Task description –
Reproduce the stretch from the start of the entries through the line containing "POLYGON ((485 245, 453", copying each line word for word.

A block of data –
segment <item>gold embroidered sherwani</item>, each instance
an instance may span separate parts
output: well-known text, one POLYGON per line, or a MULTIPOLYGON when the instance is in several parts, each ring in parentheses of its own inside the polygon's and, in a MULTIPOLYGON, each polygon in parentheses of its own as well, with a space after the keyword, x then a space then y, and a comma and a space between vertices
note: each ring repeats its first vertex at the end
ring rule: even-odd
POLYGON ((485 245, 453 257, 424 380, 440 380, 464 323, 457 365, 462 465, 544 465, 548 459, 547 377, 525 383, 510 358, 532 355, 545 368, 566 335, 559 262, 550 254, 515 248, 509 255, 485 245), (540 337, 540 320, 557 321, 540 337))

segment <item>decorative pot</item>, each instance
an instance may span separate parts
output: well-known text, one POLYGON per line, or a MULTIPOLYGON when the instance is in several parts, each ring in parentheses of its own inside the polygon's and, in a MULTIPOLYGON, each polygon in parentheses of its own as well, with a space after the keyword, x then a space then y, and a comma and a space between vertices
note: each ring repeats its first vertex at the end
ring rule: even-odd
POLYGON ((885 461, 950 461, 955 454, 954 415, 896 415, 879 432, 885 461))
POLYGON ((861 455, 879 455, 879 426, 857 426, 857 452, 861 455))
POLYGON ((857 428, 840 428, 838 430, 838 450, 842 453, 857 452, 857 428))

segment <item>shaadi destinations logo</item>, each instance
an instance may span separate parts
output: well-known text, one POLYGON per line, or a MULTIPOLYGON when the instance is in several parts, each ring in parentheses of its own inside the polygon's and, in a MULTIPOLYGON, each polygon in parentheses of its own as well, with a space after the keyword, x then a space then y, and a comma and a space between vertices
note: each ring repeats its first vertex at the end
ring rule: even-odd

Answer to this exercise –
segment <item>gold embroidered sherwani</item>, each instance
an instance may span separate parts
output: well-known text, one POLYGON per line, or a MULTIPOLYGON when the instance is in several parts, each ring in parentheses of its own inside the polygon's and, in a MULTIPOLYGON, each polygon in parentheses of its own as well, with a space after the keyword, x then a space then y, and a comma and a space between vertices
note: each ring repeats its first vertex at the end
ring rule: even-odd
POLYGON ((485 245, 453 257, 424 380, 440 380, 464 323, 457 365, 462 465, 544 465, 548 459, 547 377, 525 383, 510 358, 532 355, 545 368, 566 335, 559 262, 550 254, 515 248, 509 255, 485 245), (540 337, 540 320, 557 321, 540 337))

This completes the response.